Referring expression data
= = = =

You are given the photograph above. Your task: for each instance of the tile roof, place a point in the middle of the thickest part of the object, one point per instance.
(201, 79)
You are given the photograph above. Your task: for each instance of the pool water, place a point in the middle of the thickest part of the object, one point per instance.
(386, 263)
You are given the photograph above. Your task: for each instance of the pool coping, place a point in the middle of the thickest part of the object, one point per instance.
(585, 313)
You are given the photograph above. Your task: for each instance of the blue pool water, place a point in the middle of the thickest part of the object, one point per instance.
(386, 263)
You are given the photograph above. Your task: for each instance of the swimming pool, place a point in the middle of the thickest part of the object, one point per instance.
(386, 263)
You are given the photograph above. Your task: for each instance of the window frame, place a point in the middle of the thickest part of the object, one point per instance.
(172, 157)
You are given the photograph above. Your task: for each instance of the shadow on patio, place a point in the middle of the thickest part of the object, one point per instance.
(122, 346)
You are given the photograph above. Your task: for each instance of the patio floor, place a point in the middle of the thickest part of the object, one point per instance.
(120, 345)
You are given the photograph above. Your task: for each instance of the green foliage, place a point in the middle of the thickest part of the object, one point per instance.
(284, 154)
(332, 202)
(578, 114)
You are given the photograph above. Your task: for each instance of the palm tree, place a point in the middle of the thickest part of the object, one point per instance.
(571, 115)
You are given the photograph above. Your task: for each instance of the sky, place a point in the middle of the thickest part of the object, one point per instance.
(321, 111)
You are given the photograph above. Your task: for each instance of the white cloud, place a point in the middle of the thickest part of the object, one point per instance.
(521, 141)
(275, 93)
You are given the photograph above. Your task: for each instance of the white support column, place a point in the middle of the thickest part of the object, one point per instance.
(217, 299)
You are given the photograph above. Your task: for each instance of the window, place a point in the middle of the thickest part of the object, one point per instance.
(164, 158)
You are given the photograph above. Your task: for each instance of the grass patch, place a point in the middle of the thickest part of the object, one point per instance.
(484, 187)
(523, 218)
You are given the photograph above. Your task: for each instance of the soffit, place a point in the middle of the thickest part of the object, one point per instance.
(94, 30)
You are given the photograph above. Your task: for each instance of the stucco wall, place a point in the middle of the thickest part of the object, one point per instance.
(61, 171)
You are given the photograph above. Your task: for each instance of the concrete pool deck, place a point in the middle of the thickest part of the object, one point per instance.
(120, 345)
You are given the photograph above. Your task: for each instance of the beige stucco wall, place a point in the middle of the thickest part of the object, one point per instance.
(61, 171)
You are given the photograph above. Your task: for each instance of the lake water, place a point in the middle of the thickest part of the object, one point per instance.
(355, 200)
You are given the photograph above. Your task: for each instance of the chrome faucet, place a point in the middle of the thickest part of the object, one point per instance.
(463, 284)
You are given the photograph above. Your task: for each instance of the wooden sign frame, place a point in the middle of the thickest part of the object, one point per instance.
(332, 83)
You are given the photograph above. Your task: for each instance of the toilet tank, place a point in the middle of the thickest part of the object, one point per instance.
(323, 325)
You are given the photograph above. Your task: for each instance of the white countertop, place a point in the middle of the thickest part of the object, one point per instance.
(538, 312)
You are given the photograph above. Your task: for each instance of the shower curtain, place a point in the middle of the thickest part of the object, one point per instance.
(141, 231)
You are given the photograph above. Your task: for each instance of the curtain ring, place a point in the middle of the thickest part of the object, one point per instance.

= = = =

### Your instructions:
Output the entries above in their entirety, exactly as written.

### Response to the task:
You are given the photograph above. Your task: for each instance of the tile roof, place a point in the middle of the thickest part of the object, one point per instance.
(201, 79)
You are given the photograph above. Your task: for each instance of the pool water, place a point in the middle of the thickest part of the object, one point per instance.
(386, 263)
You are given the photograph above. Your task: for each instance of the pool coping, place a point in the middle of the thickest part of the object, one point per instance.
(585, 313)
You are given the photograph above. Your task: for each instance of the blue pool water, place a point in the middle of the thickest part of the object, one point per instance.
(386, 263)
You are given the photograph above. Your task: for each instance of the swimming pool, place a point in the middle of the thickest part of the object, one point per instance.
(386, 263)
You are given the photograph above. Your task: for each instance of the window frame, place a point in the middle of the thickest part of the object, one point per instance.
(172, 157)
You are given the photograph above. Your task: for each instance of the shadow on patio, place a point in the middle of the thickest part of the object, one point per instance.
(122, 346)
You are given the photograph above. Your task: for each instance of the patio floor, place a point in the middle of the thickest part of the object, one point per instance.
(120, 345)
You are given the photograph above. Your task: for each instance of the green foliage, place a point in the middle of the thickest part of the object, one point per instance.
(284, 154)
(332, 202)
(578, 114)
You are given the photograph above. Your task: for each instance of the palm tree, place a point in the middle of the thickest part of the object, one point per instance.
(571, 115)
You are given the photograph above. Your task: for each instance of the sky, place a point in the middle of the thickest part of the object, one point per instance.
(321, 111)
You are given the photograph above. Your task: for each instance of the white cloud, place a point in the middle of the thickest part of the object, one point per instance.
(521, 141)
(275, 93)
You are given the photograph above. Your task: for each instance of the white support column, place a point in the middle of the thickest part of the object, one point per instance.
(217, 299)
You are given the photograph above. Your task: for each instance of the window, place a point in the middle of the thickest part of the object, one point per instance.
(164, 158)
You are given the photograph above. Your task: for each instance of the grass patch, place a point in the middle of the thickest part of the object, one point per instance.
(484, 187)
(523, 218)
You are given the photograph above. Your task: for each instance of the soffit, place a point in the middle of the thickest part of the object, one point per instance.
(94, 30)
You are given the photograph above. Your task: for each instance of the stucco wall, place a point in the middle of the thickest part of the object, one point per instance.
(61, 171)
You are given the photograph above. Your task: for each instance of the concrete pool deck, place a point in the middle of the thickest part of the object, one point per instance.
(120, 345)
You are given the photograph above. Your task: for each instance of the beige stucco wall, place a point in the middle of the thickest part of the object, one point per instance.
(61, 171)
You are given the photograph above. Your task: for each instance of the lake water, place a point in the middle of the thickest part of the object, one point per instance.
(355, 200)
You are given the photograph above. Your task: for each instance of the chrome faucet, place a point in the middle of the thickest part of the object, one point per instance.
(463, 284)
You are given the photograph above. Your task: for each instance of the wooden sign frame, place a point in the middle of the thickest part of the object, one point per instance.
(332, 83)
You are given the photograph above. Your task: for each instance of the toilet tank, place a point in the middle of the thickest part of the object, one point per instance.
(323, 325)
You are given the photograph above. Your task: for each instance of the white countertop, place a point in the middle of the thickest part of the object, one point per instance.
(538, 312)
You are given the photograph above. Your task: for each instance of the shower curtain, place a point in the middle of the thickest part of the object, one point per instance.
(141, 231)
You are given the photograph above. Your task: for each instance of the curtain ring, place a point in the middle of the thickest part of the object, one point per instance.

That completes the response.